» **WHAT THE TASK ASKS**
Could you output each line of the data that follows exactly?

[Start of Attachment]

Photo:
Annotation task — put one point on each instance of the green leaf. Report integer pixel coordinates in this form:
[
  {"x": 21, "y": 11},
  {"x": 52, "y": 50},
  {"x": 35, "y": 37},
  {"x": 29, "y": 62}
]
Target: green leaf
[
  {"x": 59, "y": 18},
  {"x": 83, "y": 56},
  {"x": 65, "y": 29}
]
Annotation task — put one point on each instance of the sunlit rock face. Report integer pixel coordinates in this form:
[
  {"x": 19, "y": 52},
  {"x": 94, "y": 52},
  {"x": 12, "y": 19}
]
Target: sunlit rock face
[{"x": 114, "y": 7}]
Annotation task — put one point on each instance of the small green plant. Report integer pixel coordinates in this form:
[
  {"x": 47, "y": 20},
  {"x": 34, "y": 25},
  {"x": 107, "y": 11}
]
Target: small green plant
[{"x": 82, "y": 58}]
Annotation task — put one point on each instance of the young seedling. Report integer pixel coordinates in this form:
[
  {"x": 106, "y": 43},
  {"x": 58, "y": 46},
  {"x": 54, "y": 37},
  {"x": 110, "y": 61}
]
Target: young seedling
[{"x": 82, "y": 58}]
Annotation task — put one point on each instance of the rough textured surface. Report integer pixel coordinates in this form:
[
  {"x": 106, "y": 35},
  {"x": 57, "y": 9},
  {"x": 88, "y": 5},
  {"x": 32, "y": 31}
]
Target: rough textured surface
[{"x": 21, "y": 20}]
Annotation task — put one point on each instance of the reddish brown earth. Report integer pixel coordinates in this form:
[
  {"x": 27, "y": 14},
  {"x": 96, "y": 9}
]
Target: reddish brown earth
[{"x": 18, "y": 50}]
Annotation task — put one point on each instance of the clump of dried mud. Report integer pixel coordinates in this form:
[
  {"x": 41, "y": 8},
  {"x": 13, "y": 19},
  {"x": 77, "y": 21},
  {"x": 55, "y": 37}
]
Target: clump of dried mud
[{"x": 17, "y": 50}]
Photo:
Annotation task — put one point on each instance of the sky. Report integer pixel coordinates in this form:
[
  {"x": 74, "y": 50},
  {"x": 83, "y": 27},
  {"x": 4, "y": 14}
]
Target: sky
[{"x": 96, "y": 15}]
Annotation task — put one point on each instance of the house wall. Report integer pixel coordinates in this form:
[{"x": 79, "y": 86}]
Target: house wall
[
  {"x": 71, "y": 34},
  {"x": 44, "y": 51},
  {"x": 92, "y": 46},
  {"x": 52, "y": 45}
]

[End of Attachment]

» **ANSWER TO THIS PROBLEM**
Photo:
Annotation task — put one point on each instance of the green leaf. Report integer pixel coordinates in this form:
[
  {"x": 21, "y": 11},
  {"x": 52, "y": 50},
  {"x": 35, "y": 37},
  {"x": 29, "y": 62}
]
Target: green leaf
[
  {"x": 59, "y": 18},
  {"x": 83, "y": 56},
  {"x": 65, "y": 29}
]
Annotation task — put one point on each instance of the sunlit rock face. Report integer pixel coordinates in this form:
[
  {"x": 19, "y": 52},
  {"x": 94, "y": 52},
  {"x": 12, "y": 19}
]
Target: sunlit rock face
[{"x": 114, "y": 7}]
Annotation task — put one point on each instance of the small green plant. Report integer pixel coordinates in this form:
[
  {"x": 47, "y": 20},
  {"x": 34, "y": 25},
  {"x": 107, "y": 11}
]
Target: small green plant
[{"x": 82, "y": 58}]
Annotation task — put one point on each instance of the young seedling. Report integer pixel coordinates in this form:
[
  {"x": 106, "y": 43},
  {"x": 58, "y": 46},
  {"x": 54, "y": 37},
  {"x": 110, "y": 61}
]
Target: young seedling
[{"x": 82, "y": 58}]
Annotation task — put one point on each instance of the rough textured surface. Report integer pixel coordinates in this form:
[
  {"x": 106, "y": 35},
  {"x": 57, "y": 9},
  {"x": 88, "y": 5},
  {"x": 32, "y": 31}
]
Target: rough textured surface
[{"x": 21, "y": 20}]
Annotation task — put one point on each instance of the reddish brown earth. Report integer pixel coordinates in this form:
[
  {"x": 27, "y": 14},
  {"x": 96, "y": 9}
]
Target: reddish brown earth
[{"x": 18, "y": 50}]
Annotation task — put one point on each instance of the clump of dried mud. Report integer pixel coordinates in this form:
[
  {"x": 41, "y": 8},
  {"x": 13, "y": 19},
  {"x": 77, "y": 21},
  {"x": 55, "y": 37}
]
Target: clump of dried mud
[{"x": 17, "y": 50}]
Photo:
Annotation task — put one point on each instance of the sky. Report integer pixel coordinates in this form:
[
  {"x": 74, "y": 50},
  {"x": 83, "y": 27},
  {"x": 4, "y": 14}
]
Target: sky
[{"x": 96, "y": 15}]
Annotation task — put one point on each instance of the house wall. Report integer pixel coordinates in this form:
[{"x": 79, "y": 86}]
Target: house wall
[
  {"x": 71, "y": 34},
  {"x": 44, "y": 51},
  {"x": 92, "y": 46},
  {"x": 52, "y": 45}
]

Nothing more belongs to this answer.